**RECORD SET**
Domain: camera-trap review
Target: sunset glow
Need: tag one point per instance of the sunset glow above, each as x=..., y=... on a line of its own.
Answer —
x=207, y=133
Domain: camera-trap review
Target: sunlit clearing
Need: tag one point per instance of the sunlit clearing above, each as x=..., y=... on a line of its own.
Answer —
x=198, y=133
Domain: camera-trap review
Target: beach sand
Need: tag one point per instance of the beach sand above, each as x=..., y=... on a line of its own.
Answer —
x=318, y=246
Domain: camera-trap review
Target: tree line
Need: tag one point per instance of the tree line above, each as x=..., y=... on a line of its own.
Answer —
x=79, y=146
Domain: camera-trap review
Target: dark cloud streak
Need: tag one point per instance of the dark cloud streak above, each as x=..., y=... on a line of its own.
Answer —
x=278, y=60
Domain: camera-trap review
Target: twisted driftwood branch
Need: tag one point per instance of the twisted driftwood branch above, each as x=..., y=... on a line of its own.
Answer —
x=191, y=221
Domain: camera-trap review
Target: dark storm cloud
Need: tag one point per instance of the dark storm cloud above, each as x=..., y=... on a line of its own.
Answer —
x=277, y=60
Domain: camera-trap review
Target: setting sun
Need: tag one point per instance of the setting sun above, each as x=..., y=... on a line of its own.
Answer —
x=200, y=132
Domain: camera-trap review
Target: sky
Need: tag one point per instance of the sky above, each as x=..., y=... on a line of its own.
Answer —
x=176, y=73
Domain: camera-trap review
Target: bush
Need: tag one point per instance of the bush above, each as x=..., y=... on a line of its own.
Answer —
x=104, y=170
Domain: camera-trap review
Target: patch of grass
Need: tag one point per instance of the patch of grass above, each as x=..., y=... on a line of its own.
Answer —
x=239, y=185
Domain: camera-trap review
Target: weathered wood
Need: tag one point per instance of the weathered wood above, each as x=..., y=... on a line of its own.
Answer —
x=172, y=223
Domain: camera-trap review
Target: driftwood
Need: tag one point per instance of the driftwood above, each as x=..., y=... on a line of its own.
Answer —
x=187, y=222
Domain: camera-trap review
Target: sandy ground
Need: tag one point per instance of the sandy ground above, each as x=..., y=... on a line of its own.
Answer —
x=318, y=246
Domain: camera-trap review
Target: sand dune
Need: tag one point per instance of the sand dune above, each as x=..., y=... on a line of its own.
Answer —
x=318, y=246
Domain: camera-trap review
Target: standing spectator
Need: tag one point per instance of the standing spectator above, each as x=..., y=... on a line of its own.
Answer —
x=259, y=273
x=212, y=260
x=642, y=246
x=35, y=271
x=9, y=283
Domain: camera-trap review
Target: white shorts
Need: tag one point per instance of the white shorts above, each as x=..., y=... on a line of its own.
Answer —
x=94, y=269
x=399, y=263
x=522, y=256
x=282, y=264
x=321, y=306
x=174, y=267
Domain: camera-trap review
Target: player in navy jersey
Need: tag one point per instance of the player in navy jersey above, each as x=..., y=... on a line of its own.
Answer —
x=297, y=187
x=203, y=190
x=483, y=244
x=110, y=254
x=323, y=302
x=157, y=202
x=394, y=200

**WHAT YOU ARE ASKED TO DO**
Copy every one of the records above word for word, keeping each line as it stands.

**WRITTEN RESPONSE**
Domain: camera-trap review
Target: sunset glow
Need: tag one point per instance of the sunset glow above, each as x=..., y=... on a line of its own.
Answer —
x=207, y=133
Domain: camera-trap review
Target: sunlit clearing
Need: tag one point per instance of the sunlit clearing above, each as x=..., y=... on a line of its own.
Answer —
x=198, y=133
Domain: camera-trap review
Target: beach sand
Need: tag one point per instance of the beach sand above, each as x=..., y=... on a line of its own.
Answer —
x=318, y=246
Domain: camera-trap review
Target: tree line
Need: tag one point per instance of the tree line above, each as x=..., y=... on a line of its own.
Answer —
x=79, y=146
Domain: camera-trap review
Target: dark cloud streak
Need: tag one point per instance of the dark cloud streak above, each as x=..., y=... on a line of its own.
Answer —
x=278, y=60
Domain: camera-trap review
Target: twisted driftwood branch
Need: tag one point per instance of the twisted driftwood branch above, each as x=..., y=... on a line of its own.
Answer —
x=191, y=221
Domain: camera-trap review
Target: dark storm cloud
Need: tag one point per instance of the dark storm cloud above, each as x=..., y=... on a line of its own.
Answer —
x=277, y=60
Domain: camera-trap review
Target: setting sun
Need: tag one point per instance of the setting sun above, each as x=..., y=... on a line of its own.
Answer —
x=200, y=132
Domain: camera-trap review
Target: sky
Need: tag one point per instance of the sky above, each as x=..., y=... on a line of its own.
Answer —
x=176, y=73
Domain: camera-trap review
Target: bush
Need: tag one point per instance of the bush above, each as x=..., y=... on a line of its own.
Answer —
x=104, y=170
Domain: camera-trap review
Target: patch of grass
Need: tag one point per instance of the patch of grass above, each as x=..., y=... on a line of its own.
Answer —
x=239, y=185
Domain: camera-trap review
Target: weathered wood
Need: tag one point per instance of the weathered wood above, each as x=..., y=... on a line of its own.
Answer —
x=172, y=223
Domain: camera-trap review
Target: driftwood
Need: tag one point per instance of the driftwood above, each as x=..., y=... on a line of its own.
Answer —
x=187, y=222
Domain: camera-trap review
Target: sandy ground
Need: tag one point per instance of the sandy ground above, each as x=..., y=... on a line of its own.
Answer —
x=318, y=246
Domain: camera-trap review
Target: sand dune
Need: tag one point per instance of the sand dune above, each as x=..., y=... on a line of its own.
Answer —
x=318, y=246
Domain: camera-trap review
Target: standing spectator
Need: tag one point per instance of the standing spectator above, each as x=..., y=... on a line of its own.
Answer —
x=259, y=273
x=212, y=260
x=642, y=246
x=35, y=271
x=9, y=283
Domain: camera-trap review
Target: white shorts
Need: tag one point per instance of the white shorts above, each as x=..., y=... on a line of its own.
Answer —
x=94, y=269
x=399, y=263
x=522, y=256
x=282, y=264
x=321, y=306
x=174, y=267
Domain: camera-trap review
Target: player in navy jersey
Need: tag one point per instance of the player in navy jersey above, each as x=..., y=... on a line of its own.
Answer —
x=297, y=187
x=203, y=190
x=483, y=244
x=110, y=254
x=323, y=302
x=157, y=202
x=394, y=200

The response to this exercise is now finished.